───── Фрагмент текста

Поездка моя длилась каких-нибудь полтора часа. И я, конечно, видел Тегеран только мельком.

Обратный путь в Москву по окончании конференции был проделан прежним порядком: на самолете Грачева - до Баку и поездом - до Москвы. Я, по обыкновению, собирал и докладывал обстановку. Разговоры, естественно, вращались вокруг конференции.

Через несколько дней из теплой осени мирного Ирана мы прибыли опять в военную зиму родной Москвы.

После Тегеранской конференции каких-то особых указаний Генеральный штаб не получал. Однако все задания, исходившие из Ставки, были явно рассчитаны на то, чтобы наши союзнические обязательства в связи с перспективой открытия второго фронта выполнялись в полном объеме. Основное место в этих заданиях, естественно, занимал разгром гитлеровской военной машины и более скромное подготовка к войне с Японией.

Конечно, мы не забывали, что природа антигитлеровской коалиции противоречива и таит в себе всякие неожиданности. Особенно много сомнений порождал обусловленный на Тегеранской конференции срок открытия второго фронта. Ведь еще там, в Тегеране, он подвергался всевозможным оговоркам со стороны союзников. Поэтому и Ставка и Генштаб следовали девизу: на союзников надейся, а сам не плошай!

Среди множества вопросов, определявших в ту пору практическую работу Генштаба, возникал и такой: нужны ли поправки к плану зимней кампании, разработанному в сентябре 1943 года?

Если говорить о политической цели предстоящих операций советских войск, то она состояла прежде всего в полном освобождении нашей страны от немецко-фашистских захватчиков. Под их пятой находилась теперь только 1/3 ранее оккупированной советской земли. В предстоящем году Советской Армии надлежало быть готовой к выполнению великой интернациональной миссии - подать руку помощи народам других стран. Во имя этого требовалось провести наступательные операции еще более могучего размаха, чем в минувшем году. Старое испытанное правило - бить врага непрерывно, не давать ему передышки оставалось в силе.

Однако чрезвычайно длительное наступление уже сказывалось на состоянии наших войск: они утомились, требовали пополнения людьми и вооружением. В ходе осенних и зимних боев 1943 года враг ввел в дело сильные резервы, и ему удалось временно создать для нас угрозу на Украине, затормозить наше наступление в Белоруссии, отбить удары на подступах к Прибалтике. Немецко-фашистское командование стремилось любой ценой стабилизировать положение на фронтах. Обстановка, таким образом, существенно изменилась, и старые решения уже не годились.

──────────
───── Исходные данные

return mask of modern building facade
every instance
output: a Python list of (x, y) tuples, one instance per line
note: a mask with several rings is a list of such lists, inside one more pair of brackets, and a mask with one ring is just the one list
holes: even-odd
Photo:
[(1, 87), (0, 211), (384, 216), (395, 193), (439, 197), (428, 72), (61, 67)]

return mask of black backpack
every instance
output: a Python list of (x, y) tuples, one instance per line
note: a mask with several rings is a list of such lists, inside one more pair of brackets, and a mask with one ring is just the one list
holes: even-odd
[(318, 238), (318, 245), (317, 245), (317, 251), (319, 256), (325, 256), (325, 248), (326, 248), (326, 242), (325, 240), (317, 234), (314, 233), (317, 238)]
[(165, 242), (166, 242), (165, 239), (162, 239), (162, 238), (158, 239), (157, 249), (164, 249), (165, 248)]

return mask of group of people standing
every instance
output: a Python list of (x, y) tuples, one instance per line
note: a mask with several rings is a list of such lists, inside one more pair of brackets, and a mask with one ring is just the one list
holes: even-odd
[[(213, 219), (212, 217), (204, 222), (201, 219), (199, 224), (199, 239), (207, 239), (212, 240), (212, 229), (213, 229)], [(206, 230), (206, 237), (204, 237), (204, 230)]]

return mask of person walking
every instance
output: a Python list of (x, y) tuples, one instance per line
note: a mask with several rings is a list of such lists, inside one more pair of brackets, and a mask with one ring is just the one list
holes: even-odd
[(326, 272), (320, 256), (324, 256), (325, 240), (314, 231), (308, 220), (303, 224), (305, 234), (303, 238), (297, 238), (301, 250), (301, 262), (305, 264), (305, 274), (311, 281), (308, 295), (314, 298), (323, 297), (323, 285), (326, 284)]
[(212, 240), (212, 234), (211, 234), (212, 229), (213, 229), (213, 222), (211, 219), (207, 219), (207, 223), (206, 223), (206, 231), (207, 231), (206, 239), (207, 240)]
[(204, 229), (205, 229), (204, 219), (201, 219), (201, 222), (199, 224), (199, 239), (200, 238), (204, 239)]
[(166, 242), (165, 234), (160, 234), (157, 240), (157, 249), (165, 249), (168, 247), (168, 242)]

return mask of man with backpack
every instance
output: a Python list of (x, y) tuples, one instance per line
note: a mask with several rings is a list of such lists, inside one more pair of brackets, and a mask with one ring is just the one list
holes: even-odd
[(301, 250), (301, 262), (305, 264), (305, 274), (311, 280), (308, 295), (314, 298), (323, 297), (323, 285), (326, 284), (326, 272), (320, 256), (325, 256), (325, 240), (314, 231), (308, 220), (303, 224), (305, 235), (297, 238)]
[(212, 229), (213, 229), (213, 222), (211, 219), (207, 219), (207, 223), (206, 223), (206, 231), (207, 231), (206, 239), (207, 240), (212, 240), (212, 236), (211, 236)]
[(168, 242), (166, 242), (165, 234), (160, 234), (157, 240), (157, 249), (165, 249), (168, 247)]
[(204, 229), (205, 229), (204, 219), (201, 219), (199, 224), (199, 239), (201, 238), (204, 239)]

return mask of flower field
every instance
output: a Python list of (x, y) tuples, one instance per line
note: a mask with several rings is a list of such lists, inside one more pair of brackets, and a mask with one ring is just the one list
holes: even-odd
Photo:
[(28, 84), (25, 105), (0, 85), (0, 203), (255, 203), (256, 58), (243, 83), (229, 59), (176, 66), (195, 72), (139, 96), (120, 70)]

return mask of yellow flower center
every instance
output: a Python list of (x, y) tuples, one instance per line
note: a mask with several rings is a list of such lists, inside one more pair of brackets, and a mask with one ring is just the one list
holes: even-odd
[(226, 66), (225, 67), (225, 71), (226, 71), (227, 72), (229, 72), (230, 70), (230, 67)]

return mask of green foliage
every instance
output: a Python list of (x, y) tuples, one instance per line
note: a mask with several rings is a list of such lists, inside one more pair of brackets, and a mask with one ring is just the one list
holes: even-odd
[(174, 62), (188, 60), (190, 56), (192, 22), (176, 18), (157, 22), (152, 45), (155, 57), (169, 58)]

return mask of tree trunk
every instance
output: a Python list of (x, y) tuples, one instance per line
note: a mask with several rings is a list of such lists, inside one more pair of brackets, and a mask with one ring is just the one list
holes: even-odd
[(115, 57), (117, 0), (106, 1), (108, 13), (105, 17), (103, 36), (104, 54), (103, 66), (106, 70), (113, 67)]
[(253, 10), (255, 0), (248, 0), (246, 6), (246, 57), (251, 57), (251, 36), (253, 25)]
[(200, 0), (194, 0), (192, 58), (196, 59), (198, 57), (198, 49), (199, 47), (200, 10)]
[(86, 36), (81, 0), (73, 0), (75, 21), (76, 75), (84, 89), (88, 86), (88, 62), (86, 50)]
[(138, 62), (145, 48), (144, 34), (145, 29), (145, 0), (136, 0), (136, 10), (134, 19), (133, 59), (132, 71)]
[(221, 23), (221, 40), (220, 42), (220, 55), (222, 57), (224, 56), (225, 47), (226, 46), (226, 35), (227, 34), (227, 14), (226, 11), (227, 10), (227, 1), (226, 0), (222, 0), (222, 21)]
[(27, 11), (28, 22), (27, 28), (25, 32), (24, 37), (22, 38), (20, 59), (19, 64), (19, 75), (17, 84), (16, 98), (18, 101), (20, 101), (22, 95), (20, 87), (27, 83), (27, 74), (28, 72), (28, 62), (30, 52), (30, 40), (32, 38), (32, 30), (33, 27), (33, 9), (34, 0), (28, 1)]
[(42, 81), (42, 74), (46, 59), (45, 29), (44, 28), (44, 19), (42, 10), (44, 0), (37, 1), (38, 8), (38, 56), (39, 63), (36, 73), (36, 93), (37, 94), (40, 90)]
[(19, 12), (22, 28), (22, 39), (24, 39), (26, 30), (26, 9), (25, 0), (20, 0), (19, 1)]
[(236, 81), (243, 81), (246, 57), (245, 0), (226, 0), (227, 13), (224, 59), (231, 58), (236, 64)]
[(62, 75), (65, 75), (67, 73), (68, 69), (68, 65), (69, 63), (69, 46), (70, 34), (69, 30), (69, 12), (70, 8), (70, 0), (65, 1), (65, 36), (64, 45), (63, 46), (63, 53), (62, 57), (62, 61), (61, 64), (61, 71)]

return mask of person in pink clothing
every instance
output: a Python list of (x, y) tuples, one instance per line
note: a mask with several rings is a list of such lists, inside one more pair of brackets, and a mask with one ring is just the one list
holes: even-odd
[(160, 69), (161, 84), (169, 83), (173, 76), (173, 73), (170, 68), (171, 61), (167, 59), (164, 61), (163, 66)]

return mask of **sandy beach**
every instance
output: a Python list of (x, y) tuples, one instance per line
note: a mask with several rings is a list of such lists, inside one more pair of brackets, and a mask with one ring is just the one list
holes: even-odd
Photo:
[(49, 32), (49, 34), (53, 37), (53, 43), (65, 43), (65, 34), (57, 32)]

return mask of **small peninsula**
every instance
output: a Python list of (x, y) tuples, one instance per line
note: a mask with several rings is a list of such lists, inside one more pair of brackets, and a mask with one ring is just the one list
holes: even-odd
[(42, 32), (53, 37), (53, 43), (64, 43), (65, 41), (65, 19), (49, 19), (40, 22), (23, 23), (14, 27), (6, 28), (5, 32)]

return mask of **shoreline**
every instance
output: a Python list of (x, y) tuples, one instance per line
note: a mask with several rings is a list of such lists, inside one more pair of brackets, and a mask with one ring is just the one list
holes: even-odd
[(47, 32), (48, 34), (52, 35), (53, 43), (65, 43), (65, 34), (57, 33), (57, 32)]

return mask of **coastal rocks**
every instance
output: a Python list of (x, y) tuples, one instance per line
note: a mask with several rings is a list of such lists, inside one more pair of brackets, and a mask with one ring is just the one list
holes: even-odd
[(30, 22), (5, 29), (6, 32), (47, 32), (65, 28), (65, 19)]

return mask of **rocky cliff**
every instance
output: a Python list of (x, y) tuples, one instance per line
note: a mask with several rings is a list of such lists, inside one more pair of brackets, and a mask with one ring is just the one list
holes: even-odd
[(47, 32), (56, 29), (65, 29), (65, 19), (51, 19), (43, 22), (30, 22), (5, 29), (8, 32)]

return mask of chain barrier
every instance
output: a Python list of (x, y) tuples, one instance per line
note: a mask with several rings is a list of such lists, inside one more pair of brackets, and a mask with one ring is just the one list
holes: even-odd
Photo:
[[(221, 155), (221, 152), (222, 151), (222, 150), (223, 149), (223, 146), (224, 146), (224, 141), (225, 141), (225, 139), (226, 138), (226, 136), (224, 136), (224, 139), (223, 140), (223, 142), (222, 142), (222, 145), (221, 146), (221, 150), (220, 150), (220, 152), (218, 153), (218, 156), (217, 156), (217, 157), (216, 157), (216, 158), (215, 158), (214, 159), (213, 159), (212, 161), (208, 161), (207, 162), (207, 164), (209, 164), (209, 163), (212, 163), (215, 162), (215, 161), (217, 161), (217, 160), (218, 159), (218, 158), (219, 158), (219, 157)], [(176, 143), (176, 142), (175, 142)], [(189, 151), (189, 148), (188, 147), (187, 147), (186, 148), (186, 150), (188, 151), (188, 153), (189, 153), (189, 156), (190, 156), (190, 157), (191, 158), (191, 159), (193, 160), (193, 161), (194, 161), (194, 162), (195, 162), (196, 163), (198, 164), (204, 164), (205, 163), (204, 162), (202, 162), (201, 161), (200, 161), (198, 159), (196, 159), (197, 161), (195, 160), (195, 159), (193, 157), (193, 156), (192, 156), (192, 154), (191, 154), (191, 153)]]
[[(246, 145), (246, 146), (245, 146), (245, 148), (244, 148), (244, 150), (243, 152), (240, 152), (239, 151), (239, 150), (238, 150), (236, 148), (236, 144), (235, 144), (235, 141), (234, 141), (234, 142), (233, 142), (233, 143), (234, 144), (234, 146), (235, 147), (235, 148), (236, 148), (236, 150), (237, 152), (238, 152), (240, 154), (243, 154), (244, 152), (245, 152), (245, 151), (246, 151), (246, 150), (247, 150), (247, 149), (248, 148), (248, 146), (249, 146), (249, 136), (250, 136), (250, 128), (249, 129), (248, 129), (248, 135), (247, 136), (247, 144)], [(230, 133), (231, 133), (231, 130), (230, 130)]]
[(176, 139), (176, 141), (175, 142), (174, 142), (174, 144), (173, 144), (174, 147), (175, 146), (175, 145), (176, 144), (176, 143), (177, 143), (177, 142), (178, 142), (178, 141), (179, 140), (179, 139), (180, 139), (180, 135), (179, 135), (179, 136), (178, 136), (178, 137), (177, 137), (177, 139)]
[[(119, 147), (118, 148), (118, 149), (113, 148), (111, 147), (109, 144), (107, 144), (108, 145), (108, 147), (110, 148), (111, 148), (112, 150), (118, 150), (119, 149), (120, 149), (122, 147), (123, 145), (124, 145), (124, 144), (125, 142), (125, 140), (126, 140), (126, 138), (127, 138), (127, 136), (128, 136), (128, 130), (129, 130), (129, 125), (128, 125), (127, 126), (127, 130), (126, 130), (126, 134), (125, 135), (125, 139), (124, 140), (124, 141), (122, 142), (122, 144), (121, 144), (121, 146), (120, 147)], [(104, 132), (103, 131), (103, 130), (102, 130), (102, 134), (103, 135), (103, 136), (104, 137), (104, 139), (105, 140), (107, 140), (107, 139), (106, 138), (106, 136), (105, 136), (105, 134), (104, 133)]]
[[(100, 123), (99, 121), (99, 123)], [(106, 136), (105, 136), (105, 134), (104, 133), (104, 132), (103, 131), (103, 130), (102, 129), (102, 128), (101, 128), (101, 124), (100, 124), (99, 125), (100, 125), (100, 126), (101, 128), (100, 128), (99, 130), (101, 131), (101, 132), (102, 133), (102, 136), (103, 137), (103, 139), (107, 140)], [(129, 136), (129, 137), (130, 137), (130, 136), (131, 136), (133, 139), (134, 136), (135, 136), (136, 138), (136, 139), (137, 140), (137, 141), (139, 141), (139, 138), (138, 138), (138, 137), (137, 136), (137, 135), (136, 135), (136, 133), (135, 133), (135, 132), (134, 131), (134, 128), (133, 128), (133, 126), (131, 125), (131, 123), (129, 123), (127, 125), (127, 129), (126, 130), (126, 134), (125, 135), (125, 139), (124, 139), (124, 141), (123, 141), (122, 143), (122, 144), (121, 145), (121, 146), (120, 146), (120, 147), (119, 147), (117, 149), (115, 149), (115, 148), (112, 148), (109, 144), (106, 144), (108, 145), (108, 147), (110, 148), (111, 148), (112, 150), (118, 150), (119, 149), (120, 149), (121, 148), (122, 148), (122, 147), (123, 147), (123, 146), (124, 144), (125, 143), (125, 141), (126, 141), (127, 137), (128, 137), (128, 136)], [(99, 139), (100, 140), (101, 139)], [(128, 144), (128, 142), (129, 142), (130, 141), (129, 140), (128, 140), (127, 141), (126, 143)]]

──────────
───── Исходные данные

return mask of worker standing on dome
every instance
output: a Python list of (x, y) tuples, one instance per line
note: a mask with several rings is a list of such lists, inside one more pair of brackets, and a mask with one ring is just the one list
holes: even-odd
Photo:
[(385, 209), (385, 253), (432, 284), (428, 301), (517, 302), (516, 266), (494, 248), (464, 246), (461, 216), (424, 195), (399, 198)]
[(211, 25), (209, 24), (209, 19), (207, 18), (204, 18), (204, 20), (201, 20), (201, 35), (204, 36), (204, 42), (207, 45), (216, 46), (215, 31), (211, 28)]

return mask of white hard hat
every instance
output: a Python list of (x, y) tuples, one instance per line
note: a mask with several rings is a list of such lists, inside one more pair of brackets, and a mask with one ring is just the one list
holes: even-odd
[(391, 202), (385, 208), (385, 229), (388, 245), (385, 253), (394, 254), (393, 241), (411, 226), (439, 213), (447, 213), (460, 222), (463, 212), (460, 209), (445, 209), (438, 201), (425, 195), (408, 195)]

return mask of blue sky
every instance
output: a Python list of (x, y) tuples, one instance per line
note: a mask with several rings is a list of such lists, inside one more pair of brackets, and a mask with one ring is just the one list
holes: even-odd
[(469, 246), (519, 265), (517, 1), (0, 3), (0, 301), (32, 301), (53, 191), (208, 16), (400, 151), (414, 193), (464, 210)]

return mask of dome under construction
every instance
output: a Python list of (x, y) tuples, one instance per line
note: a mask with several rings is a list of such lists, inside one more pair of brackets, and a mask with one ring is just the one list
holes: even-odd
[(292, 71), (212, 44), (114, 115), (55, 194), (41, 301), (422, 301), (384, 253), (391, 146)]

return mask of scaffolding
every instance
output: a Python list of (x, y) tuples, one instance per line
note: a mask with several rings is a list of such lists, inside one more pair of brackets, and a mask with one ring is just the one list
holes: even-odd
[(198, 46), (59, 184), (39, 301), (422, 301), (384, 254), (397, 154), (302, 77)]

──────────

Требования:
(1) Почему, согласно фрагменту о Тегеранской конференции, Ставка и Генштаб следовали девизу «на союзников надейся, а сам не плошай»? Ответьте одним–тремя предложениями.
(2) Продолжите фрагмент о Тегеранской конференции, начав сразу после его последнего предложения.

Ответы:
(1) Природа антигитлеровской коалиции была противоречива и таила в себе всякие неожиданности. Особенно много сомнений порождал обусловленный в Тегеране срок открытия второго фронта, который еще на конференции союзники сопровождали всевозможными оговорками.

(2)
Ставка и Генеральный штаб отчетливо понимали, что при всех обстоятельствах мы не можем упускать из своих рук стратегическую инициативу, не должны позволить врагу перевести борьбу в позиционные формы. Требовались новые серьезные перегруппировки войск, в первую очередь на Украине.

Одновременность наступления Советских Вооруженных Сил на всем фронте от Балтики до Черного моря, являвшаяся характерной чертой осеннего плана 1943 года, теперь практически была невозможна. Военная действительность вынуждала отказаться от одновременного наступления и заменить его более соответствующими новому моменту мощными последовательными операциями, или, как тогда говорили и писали, стратегическими ударами.

При определении объекта такого удара, количества и характера участвующих в нем сил и средств, времени его осуществления и взаимодействия с другими подобными операциями Генеральным штабом учитывалась прежде всего та группировка немецко-фашистских войск, которая подлежала разгрому. К началу 1944 года враг имел отчетливо выраженное сосредоточение сил в районе Ленинграда, на Правобережной Украине, в Крыму и в Белоруссии. Разгром каждой такой группировки означал бы создание брешей в обороне противника, закрыть которые он мог главным образом за счет маневра силами с других участков фронта, поскольку стратегических резервов у него недоставало. Оперативных объединений немецкое командование в резервах, как правило, не имело, а действовало корпусами и дивизиями разного типа, преимущественно танковыми.

Чтобы пробивать вражеский фронт, ломать его на большом протяжении и воспрещать восстановление, советская стратегия должна была в свою очередь предусмотреть возможность создания более мощных, чем у немцев, группировок войск. Каждой такой группировке следовало придать ярко выраженный ударный характер за счет дальнейшего повышения роли танков, артиллерии и авиации. Требовались крупные массы резервных объединений и соединений, которые позволили бы нам в короткий срок и внезапно для врага создавать решающий перевес в силах на избранных направлениях. Для распыления же резервов противника наиболее целесообразно было чередовать наши операции по времени и проводить их по районам, значительно удаленным друг от друга.

Все это предусматривалось в планах кампании первой половины 1944 года. Кроме того, в них учитывалось принятое на Тегеранской конференции обязательство - "к маю организовать большое наступление против немцев в нескольких местах".

Время начала намеченных операций определялось прежде всего готовностью наших сил к действиям. Были и другие соображения по тому или иному району боевых действий, например необходимость "разблокирования" Ленинграда, подрыв политических позиций Германии в Финляндии и Румынии.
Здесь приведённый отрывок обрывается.